§ **EXERCISES TO COMPLETE**:
1. In the article on the FDA warning letters, why can at-home testing carry extra risks for patients?
2. From the article on the FDA warning letters, quote the passage from "FILE – This" to "in the U.S.".
··· SOURCE DOCUMENT
FILE – This Oct. 14, 2015 file photo shows the Food and Drug Administration campus in Silver Spring, Md. On Wednesday, June 17, 2020, the FDA said it has sent warning letters to three companies for marketing adulterated and misbranded COVID-19 antibody tests. The companies targeted by FDA include: Medakit Ltd. of Hong Kong, Antibodiescheck.com of the United Arab Emirates and Sonrisa Family Dental D.B.A. My COVID19 Club of Chicago.
WASHINGTON (AP) — A company targeted by the Food and Drug Administration for selling unauthorized coronavirus antibody tests says it has responded to regulators’ concerns, though it has no business operations in the U.S.
The Food and Drug Administration announced Wednesday it had sent warning letters to three companies selling at-home blood tests, none of which have been reviewed or authorized by the agency. At-home testing can carry extra risks for patients due to the risk of faulty results. The FDA has not authorized any COVID-19 test to be used completely at home
A representative for Hong Kong-based Medakit Ltd. said Wednesday via email it responded to the agency’s letter with a series of steps, including blocking U.S. purchases from its website and adding a disclaimer that its products have not been reviewed or approved by the FDA. Additionally the company said it is reviewing the promotional language it uses for the test, which it said is only intended for use by health professionals, not consumers.
······
··· GIVEN RECORDS
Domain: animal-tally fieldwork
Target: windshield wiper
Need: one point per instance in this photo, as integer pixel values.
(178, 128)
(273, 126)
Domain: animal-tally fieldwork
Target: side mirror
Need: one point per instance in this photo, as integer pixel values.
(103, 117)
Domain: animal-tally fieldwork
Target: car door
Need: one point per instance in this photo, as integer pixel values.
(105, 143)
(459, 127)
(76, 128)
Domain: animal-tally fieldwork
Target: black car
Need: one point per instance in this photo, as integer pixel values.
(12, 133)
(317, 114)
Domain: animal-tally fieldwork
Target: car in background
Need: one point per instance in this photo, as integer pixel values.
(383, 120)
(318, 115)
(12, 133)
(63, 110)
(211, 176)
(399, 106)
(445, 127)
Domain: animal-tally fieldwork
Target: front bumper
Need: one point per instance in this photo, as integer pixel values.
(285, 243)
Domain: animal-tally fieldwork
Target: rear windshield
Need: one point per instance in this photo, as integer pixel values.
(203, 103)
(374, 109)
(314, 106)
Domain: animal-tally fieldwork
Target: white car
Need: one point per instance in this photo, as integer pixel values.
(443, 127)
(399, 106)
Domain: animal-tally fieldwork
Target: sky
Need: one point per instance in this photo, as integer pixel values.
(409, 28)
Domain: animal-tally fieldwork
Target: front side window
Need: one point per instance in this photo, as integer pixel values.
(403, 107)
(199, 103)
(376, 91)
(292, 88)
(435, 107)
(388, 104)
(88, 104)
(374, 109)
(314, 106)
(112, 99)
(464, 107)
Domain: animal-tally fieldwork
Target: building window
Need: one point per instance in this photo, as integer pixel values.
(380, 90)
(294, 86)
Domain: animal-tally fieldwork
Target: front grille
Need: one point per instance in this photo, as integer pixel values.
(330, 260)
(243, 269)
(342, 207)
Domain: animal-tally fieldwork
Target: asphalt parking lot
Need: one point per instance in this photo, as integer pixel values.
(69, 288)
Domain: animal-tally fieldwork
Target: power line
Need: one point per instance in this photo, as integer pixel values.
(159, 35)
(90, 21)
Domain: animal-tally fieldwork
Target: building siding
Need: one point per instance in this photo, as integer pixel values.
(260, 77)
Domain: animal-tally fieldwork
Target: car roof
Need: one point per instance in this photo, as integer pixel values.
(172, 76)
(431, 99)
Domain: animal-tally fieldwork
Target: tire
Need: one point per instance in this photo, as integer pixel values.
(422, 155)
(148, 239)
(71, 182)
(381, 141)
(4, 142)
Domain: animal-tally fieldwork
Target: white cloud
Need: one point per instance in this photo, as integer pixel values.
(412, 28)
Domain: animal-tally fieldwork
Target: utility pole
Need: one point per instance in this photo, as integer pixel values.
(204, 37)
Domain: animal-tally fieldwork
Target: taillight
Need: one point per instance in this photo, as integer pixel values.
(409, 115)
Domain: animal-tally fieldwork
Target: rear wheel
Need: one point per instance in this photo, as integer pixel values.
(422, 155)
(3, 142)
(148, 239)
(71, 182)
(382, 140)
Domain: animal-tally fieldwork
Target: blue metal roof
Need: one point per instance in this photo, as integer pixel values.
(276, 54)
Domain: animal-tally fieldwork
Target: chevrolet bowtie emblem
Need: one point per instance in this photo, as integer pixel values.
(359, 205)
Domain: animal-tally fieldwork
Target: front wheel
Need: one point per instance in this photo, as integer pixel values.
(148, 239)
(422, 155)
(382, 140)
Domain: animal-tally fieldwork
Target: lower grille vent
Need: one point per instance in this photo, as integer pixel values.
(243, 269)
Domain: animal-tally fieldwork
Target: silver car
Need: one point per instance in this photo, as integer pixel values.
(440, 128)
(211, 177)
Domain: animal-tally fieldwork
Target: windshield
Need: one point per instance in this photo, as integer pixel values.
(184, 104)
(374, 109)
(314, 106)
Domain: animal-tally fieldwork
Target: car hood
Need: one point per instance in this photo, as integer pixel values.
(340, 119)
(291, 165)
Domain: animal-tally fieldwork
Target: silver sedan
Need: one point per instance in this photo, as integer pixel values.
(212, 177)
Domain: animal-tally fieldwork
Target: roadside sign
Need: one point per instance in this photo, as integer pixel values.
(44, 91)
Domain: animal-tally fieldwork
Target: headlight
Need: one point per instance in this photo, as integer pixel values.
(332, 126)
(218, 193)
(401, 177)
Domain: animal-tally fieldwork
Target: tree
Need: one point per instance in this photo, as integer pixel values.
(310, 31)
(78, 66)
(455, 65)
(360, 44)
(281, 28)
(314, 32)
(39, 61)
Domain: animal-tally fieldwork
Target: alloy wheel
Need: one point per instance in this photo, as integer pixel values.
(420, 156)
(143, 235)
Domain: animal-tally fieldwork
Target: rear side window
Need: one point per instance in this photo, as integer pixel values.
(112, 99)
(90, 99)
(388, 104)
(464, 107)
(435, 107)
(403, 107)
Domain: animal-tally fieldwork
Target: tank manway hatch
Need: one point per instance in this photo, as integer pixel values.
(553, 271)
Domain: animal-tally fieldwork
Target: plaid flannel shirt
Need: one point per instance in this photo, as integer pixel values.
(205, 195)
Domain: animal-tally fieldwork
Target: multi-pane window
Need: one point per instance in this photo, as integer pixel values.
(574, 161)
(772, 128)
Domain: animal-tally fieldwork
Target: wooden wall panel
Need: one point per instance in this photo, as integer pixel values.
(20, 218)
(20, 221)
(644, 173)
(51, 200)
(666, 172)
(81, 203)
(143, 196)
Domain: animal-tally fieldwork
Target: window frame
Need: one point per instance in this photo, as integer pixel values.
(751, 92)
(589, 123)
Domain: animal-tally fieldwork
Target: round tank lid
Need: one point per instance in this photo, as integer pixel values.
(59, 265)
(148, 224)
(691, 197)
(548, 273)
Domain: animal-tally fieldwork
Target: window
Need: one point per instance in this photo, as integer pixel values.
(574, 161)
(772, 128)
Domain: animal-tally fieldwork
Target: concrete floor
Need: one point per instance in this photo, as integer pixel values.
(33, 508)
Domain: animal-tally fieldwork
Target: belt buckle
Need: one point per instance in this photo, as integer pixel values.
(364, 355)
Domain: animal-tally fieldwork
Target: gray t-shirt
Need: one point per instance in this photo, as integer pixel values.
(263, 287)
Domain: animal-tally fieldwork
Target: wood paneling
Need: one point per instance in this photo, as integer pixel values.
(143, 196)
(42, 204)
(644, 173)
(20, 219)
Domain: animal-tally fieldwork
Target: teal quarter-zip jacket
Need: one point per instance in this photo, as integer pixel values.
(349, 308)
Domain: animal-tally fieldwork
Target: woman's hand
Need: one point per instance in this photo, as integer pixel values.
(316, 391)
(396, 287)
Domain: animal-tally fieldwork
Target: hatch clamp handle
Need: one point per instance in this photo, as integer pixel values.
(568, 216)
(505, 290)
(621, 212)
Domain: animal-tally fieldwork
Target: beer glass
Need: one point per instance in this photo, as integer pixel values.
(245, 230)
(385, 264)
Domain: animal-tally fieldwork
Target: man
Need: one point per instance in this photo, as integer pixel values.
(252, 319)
······
§ **ANSWERS TO THE TASKS**:
1. The article says at-home testing can carry extra risks for patients because of the risk of faulty results.

2.
FILE – This Oct. 14, 2015 file photo shows the Food and Drug Administration campus in Silver Spring, Md. On Wednesday, June 17, 2020, the FDA said it has sent warning letters to three companies for marketing adulterated and misbranded COVID-19 antibody tests. The companies targeted by FDA include: Medakit Ltd. of Hong Kong, Antibodiescheck.com of the United Arab Emirates and Sonrisa Family Dental D.B.A. My COVID19 Club of Chicago.
WASHINGTON (AP) — A company targeted by the Food and Drug Administration for selling unauthorized coronavirus antibody tests says it has responded to regulators’ concerns, though it has no business operations in the U.S.